#### Problem statement:
Retype the entries below that run from the line containing "find the soap dispenser in the photo above" through the line containing "Query: soap dispenser", both of those lines included.
----
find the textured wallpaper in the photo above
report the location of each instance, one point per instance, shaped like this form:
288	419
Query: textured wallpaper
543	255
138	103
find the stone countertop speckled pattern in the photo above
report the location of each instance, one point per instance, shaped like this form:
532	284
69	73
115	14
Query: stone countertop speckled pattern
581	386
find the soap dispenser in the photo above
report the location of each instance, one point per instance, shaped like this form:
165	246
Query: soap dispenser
----
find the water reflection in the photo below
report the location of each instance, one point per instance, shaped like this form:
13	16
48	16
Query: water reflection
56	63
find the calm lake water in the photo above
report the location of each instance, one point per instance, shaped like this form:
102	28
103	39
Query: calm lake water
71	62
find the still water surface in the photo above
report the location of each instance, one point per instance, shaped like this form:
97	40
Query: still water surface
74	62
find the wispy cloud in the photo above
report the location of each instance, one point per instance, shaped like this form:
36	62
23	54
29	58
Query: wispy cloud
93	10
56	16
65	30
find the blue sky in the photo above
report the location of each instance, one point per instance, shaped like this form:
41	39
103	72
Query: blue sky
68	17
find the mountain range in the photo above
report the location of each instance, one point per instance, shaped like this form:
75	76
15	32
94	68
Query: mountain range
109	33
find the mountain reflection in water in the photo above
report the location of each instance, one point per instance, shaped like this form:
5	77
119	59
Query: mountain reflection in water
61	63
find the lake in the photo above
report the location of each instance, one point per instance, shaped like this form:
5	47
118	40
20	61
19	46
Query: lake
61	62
----
#### Reply:
find the soap dispenser in the photo above
report the location of each instance, one point per instance, shaped like this form:
165	246
Query: soap dispenser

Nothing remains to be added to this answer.